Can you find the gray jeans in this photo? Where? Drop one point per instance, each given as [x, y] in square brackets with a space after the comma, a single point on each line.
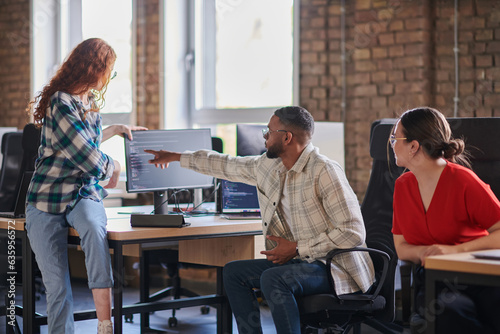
[48, 235]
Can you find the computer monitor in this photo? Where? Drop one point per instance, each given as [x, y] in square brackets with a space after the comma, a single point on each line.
[145, 177]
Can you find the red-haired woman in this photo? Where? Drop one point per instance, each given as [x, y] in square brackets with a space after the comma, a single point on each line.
[65, 191]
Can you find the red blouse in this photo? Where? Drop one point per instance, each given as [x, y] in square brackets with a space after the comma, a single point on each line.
[462, 208]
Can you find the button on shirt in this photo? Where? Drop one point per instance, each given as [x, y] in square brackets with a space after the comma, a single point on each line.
[324, 210]
[69, 163]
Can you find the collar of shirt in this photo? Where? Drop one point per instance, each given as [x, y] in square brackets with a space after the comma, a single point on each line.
[301, 162]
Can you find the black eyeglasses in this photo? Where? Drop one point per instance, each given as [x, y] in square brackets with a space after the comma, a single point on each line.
[266, 132]
[393, 139]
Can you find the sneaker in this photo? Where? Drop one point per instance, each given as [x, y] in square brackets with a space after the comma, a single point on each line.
[105, 327]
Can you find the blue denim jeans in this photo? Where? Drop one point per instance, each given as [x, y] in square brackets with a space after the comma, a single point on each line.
[279, 284]
[48, 235]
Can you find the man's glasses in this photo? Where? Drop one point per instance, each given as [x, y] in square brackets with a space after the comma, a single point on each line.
[266, 132]
[393, 139]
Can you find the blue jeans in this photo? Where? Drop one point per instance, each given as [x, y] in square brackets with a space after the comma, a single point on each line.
[279, 284]
[48, 235]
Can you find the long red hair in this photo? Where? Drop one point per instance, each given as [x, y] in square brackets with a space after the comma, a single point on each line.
[87, 66]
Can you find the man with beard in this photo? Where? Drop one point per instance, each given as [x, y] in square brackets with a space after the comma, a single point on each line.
[308, 209]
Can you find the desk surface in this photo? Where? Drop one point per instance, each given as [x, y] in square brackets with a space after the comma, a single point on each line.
[463, 262]
[119, 227]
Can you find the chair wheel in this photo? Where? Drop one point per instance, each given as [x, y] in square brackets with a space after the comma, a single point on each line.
[172, 322]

» **Exercise directions**:
An exact restatement of the lines from the one with "Can you find the man's" through the last line of the data is the only acceptable answer.

» **Result of this exercise**:
Can you find the man's glasses in this photo? Where? Drop one point per instance, each given as [x, y] in square brackets with a space after the comma, a single point on each line.
[266, 132]
[393, 139]
Can you find the blue jeans in this photo? Where? Drop one point per instance, each given as [x, y] in square brackets with a space after the comma, a single point on each line.
[279, 284]
[48, 235]
Can you find the long red hair in this photo? Where? Drop one point per instance, each given as [x, y] in square brackets with a space after the comma, a single point on each line.
[87, 66]
Can you find the man with beard in this photo? Where? Drop one point per instance, each given as [x, y] in square brackets with a space after the comma, a single point on each line.
[308, 209]
Can you find the desk surface in this photo? Where? Drop one point per instance, each given as [x, y] in square brackets with a space after the comma, a single point on each line.
[463, 262]
[119, 227]
Can you find the chair wheel in this photo? Where? Drop one point per instance, each given as [x, y] in square brackets with a space after the comma, a single point on each line.
[172, 322]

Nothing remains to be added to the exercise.